RUSSIANS CLOSE TO BUYING ANOTHER MAJOR ARMENIAN ENTERPRISE
Publication: Eurasia Daily Monitor Volume: 4 Issue: 163
By:
A Russian financial-industrial group looks set to acquire an Indian-owned company that develops the bulk of Armenia’s gold reserves. The deal, if it goes through, will give a further boost to Russia’s already strong economic presence in the South Caucasus states resulting from not only its traditional geopolitical orientation but also the vested interests of Armenian leaders. The Armenian government has clearly been the driving force behind the takeover, having effectively forced Vedanta Resources, a mining conglomerate owned by Indian billionaire Aneel Agarwal, to sell the Ararat Gold Recovery Company (AGCR) earlier this year.
AGCR, which extracts and smelts ore from the country’s two largest gold deposits, was set up in 1998 as an Armenian-Canadian joint venture. The Indians purchased it in 2002, pledging to make large-scale capital investments and increase its production. They apparently have not fulfilled those pledges, with AGRC output steadily (and inexplicably) declining in recent years despite record-high world prices of gold. In 2005, the Yerevan government accused AGRC management of underreporting production and evading millions of dollars in taxes. The company managed to avoid hefty fines at the time, reaching a murky out-of-court settlement with the authorities.
But its fate was essentially sealed last January when Armenian prosecutors raided the AGRC offices in the southern town of Ararat, home to the company’s gold smelter. (Both the smelter and the AGRC mines at Meghradzor and Zod have stood idle since then.) Shortly afterwards Vedanta was accused of large-scale tax fraud and licensing and environmental violations. The prosecutors pressed the charges in early August, formally asking Armenia’s Economic Court to fine the company $22 million.

****************************************

> _Requirements_
(1) In the article on the Armenian gold company, what fine did prosecutors formally ask Armenia's Economic Court to impose on the company?
(2) Continue the article on the Armenian gold company, starting right after its last sentence.

> _Data lines_
****************************************

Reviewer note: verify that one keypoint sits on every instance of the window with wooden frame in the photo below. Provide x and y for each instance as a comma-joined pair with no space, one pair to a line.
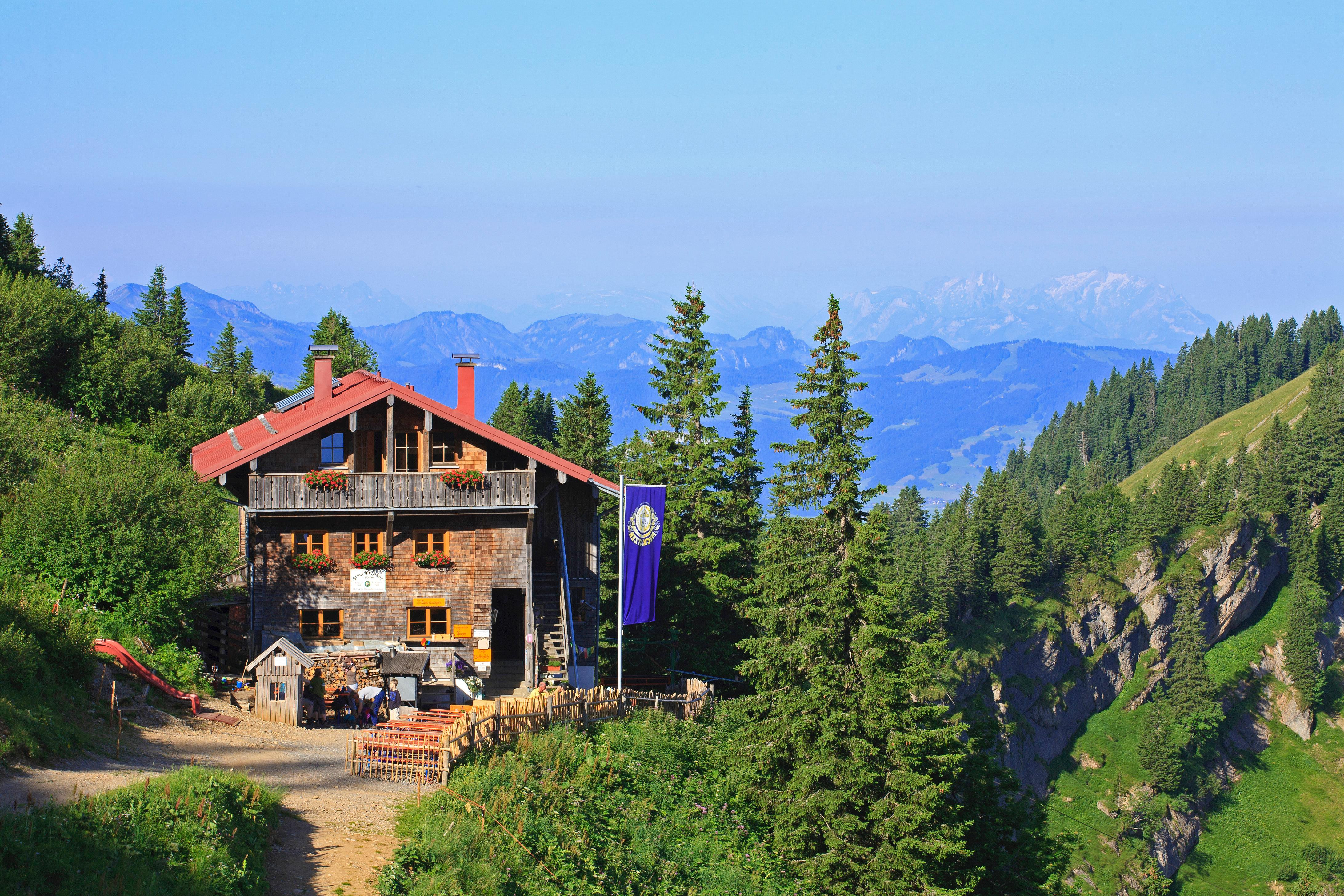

****************************************

> _Per-task answers_
(1) $22 million

(2)
Top AGRC executives rejected the case as baseless, accusing the government of squeezing Vedanta out of the country. Still, the Indian tycoon apparently had no choice but to put up his Armenian subsidiary for sale. The Russian group Promyshlennye Investments promptly emerged as its most likely buyer, opening takeover talks with Vedanta early this summer. Reports in Armenian and Russian media have said that the two sides are close to reaching an agreement whereby AGRC will be sold to a Georgian subsidiary of Promyshlennye Investments for $86 million. A spokesman for the Russian company declined to confirm or refute those reports last week, saying only that the talks should be over by mid-September.
In the meantime, representatives of the Prosecutor-General’s Office failed to turn up for the first court hearing on the lawsuit against AGRC, which was due to take place on August 20. This was another indication that the main purpose of the fraud case was a change of the AGRC ownership and that the Armenian authorities will drop it should the would-be takeover materialize.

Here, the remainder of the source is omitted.